EXERCISE OBJECTIVE: Copy every line of the entries that has the string "chrome" in it.
════════════════
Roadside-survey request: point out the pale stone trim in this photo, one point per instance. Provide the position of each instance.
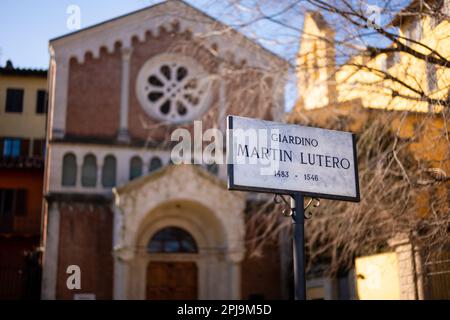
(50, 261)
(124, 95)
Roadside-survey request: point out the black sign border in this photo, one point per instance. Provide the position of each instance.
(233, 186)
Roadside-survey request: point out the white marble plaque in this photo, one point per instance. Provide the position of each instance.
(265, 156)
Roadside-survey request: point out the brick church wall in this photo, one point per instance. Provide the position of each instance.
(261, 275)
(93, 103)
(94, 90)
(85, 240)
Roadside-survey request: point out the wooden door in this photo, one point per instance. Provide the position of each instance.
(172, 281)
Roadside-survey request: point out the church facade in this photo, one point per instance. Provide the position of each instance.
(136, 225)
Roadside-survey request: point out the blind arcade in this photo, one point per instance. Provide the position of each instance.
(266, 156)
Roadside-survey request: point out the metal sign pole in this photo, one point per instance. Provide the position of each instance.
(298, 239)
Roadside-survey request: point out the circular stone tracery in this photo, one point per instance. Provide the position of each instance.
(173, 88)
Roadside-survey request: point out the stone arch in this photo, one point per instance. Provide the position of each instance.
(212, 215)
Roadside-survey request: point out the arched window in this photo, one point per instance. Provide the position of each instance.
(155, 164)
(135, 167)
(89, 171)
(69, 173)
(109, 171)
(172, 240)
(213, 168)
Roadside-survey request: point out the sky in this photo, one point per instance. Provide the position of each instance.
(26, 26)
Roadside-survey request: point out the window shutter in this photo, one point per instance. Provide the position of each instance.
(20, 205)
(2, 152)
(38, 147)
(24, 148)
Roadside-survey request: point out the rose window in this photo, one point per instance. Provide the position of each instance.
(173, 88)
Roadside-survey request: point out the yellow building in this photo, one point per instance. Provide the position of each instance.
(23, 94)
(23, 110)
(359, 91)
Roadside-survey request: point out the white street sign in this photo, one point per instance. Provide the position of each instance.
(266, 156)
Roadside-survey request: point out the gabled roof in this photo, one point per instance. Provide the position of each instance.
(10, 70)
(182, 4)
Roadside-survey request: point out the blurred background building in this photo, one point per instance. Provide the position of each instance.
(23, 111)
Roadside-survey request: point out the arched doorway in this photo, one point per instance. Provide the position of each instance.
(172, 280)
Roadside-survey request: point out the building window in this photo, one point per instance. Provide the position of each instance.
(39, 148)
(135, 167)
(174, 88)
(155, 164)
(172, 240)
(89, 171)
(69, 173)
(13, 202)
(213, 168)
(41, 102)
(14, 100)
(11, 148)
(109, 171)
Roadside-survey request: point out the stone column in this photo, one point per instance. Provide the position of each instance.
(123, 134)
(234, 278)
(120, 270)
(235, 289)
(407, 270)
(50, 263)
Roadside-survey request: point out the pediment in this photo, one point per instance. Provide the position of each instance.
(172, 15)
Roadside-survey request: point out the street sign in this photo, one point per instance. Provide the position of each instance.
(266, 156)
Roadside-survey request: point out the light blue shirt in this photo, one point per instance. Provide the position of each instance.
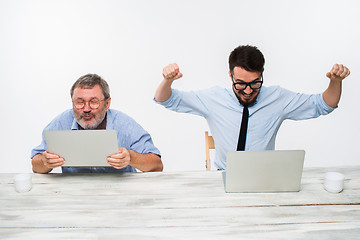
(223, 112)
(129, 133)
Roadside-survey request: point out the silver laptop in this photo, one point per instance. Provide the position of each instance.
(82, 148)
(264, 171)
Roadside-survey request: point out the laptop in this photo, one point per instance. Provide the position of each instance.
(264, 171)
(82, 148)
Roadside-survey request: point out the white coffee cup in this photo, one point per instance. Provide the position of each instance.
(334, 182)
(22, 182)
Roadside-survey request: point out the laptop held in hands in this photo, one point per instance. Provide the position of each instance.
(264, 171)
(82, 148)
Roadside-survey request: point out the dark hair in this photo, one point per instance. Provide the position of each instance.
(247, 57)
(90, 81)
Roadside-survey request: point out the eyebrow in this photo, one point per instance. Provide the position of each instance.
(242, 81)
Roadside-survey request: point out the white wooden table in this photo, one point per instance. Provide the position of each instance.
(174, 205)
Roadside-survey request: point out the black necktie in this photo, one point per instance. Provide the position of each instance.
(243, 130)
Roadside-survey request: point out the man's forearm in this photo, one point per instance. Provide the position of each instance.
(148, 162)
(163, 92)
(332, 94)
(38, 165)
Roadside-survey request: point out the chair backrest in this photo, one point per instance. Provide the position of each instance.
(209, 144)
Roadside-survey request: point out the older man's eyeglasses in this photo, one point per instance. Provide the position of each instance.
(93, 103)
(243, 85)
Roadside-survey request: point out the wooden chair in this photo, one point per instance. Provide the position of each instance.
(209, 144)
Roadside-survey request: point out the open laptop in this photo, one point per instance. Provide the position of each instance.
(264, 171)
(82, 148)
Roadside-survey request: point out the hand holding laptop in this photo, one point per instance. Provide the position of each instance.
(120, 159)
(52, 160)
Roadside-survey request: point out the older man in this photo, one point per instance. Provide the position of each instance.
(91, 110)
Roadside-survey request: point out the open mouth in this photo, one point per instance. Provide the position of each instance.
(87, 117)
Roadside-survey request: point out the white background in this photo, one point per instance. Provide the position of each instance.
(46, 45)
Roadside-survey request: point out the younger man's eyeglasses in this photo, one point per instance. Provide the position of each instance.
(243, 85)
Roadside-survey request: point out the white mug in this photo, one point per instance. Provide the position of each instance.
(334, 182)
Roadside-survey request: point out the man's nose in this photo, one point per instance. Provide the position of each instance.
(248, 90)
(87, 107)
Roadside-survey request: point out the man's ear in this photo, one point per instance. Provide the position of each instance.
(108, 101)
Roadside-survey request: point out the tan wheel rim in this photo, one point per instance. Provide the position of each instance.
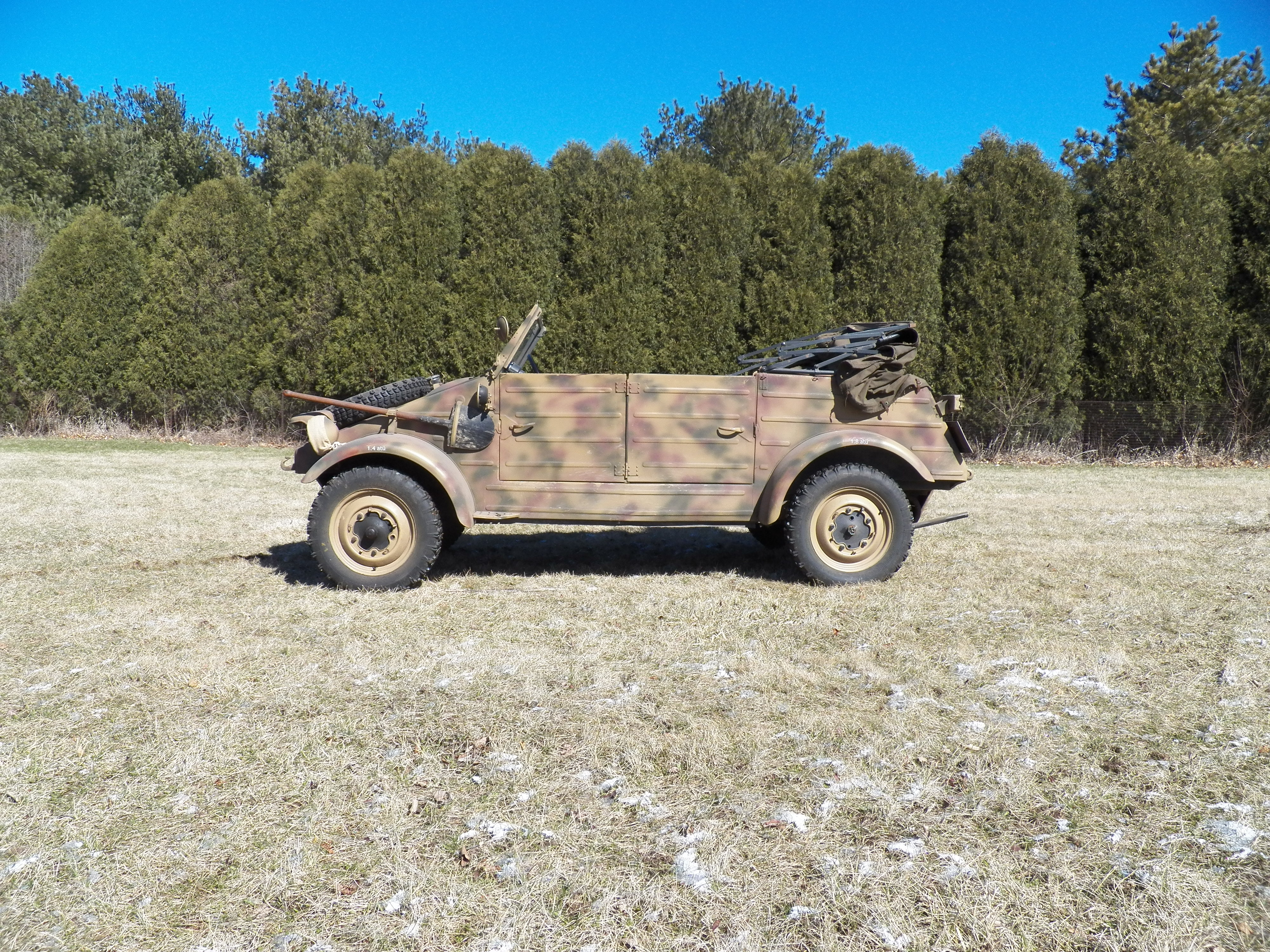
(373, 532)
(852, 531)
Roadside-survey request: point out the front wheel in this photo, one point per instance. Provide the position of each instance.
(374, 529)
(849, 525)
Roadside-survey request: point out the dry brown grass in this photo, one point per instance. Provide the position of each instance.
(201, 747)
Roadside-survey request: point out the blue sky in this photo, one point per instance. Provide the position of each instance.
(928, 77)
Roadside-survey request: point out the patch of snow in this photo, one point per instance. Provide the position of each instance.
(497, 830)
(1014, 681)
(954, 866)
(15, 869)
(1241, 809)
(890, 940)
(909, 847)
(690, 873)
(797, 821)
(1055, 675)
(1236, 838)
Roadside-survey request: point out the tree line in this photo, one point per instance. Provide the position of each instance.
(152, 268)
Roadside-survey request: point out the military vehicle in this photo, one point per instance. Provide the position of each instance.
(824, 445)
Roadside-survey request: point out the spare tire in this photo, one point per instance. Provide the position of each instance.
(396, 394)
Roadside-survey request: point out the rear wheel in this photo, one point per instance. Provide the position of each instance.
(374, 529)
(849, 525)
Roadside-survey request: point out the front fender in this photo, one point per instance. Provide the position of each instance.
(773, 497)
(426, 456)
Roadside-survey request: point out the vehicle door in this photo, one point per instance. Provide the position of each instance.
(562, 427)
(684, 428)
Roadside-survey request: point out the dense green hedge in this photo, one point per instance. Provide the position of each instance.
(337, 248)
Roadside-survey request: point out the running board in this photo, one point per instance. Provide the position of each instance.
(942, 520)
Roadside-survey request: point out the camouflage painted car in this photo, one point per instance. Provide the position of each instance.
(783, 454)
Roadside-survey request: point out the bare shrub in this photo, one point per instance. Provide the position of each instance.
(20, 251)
════════════════
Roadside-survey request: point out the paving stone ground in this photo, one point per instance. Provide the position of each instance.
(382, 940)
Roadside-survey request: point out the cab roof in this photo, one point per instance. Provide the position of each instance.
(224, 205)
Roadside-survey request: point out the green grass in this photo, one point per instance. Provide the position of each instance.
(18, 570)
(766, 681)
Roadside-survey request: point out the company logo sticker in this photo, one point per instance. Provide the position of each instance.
════════════════
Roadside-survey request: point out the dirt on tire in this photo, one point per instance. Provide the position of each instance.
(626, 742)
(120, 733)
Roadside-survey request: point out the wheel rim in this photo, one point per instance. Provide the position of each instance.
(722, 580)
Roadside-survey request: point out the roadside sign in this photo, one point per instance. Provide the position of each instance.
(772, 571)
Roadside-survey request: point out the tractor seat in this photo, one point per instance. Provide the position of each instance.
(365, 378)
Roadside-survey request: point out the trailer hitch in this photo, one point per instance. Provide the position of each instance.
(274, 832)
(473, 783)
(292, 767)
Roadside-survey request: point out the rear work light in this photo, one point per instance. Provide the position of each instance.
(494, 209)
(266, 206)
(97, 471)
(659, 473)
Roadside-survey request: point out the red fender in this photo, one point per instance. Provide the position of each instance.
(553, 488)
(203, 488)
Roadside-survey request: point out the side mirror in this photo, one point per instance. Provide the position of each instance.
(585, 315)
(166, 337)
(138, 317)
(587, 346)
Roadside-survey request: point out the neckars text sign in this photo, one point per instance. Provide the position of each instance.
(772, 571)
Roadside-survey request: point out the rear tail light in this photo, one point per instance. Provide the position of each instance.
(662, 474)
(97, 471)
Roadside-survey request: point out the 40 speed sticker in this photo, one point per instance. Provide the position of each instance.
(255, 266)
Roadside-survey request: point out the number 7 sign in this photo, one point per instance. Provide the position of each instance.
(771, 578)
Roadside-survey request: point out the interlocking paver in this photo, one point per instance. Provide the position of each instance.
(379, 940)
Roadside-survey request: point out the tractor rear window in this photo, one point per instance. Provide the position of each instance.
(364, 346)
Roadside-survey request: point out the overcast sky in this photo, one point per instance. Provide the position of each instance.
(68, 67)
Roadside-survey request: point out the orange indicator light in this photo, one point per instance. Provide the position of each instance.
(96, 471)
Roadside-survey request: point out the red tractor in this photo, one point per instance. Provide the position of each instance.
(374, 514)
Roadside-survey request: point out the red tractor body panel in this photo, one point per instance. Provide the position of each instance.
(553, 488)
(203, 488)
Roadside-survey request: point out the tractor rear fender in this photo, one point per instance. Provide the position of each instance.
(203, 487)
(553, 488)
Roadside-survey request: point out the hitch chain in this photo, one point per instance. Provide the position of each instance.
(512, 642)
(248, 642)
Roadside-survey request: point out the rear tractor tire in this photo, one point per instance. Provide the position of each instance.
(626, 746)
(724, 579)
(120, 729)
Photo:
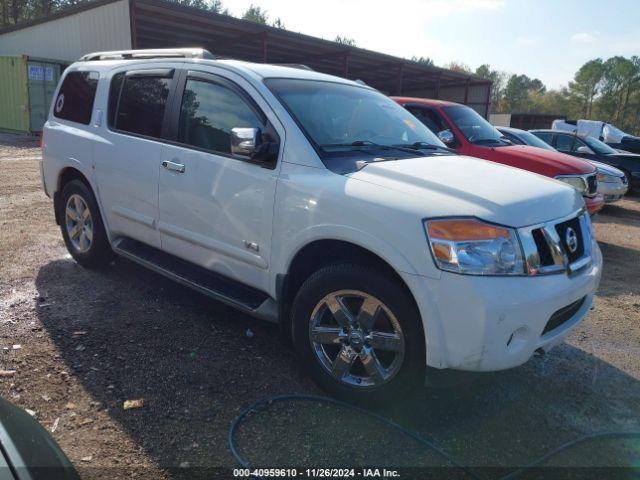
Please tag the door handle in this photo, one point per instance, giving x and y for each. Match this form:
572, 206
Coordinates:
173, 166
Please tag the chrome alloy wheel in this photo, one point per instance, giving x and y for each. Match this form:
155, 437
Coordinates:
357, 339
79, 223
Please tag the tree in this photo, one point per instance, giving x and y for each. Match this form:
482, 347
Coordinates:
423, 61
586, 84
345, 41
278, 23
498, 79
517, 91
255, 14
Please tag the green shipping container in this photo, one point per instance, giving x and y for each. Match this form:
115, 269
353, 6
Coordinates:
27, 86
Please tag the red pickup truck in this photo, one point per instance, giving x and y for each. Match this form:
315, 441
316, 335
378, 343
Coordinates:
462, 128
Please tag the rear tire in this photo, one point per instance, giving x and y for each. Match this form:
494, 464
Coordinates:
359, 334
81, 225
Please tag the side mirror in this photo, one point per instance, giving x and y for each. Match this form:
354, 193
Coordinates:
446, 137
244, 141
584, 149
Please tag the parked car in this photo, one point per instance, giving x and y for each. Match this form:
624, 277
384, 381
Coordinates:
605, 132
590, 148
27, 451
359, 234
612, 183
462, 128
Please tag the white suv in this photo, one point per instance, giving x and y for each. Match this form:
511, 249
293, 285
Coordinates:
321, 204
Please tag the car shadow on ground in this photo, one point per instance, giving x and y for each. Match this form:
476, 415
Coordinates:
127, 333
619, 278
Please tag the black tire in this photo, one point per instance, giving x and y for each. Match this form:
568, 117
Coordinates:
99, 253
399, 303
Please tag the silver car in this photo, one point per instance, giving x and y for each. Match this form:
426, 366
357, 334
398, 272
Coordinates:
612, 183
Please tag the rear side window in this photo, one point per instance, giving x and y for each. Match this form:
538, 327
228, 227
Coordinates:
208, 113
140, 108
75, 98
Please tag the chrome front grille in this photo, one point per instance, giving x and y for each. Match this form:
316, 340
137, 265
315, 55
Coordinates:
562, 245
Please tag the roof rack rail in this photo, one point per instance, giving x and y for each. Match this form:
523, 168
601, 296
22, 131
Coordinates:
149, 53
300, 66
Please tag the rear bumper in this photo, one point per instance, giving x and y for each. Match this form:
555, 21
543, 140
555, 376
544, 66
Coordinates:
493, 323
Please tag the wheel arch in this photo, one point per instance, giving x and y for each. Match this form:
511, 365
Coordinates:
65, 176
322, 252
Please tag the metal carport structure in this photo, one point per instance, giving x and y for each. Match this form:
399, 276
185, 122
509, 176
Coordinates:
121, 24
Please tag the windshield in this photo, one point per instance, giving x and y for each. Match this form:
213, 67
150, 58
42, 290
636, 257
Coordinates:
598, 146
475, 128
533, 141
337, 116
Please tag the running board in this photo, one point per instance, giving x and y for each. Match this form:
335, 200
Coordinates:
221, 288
════════════════
ANSWER TO THE EXERCISE:
Please tag the chrome alloy wheel in this photo, one point per instance, giving x and y for each. Match this form:
Please tag the chrome front grille in this photo, one point per instance, giving x and y for each. Match this form:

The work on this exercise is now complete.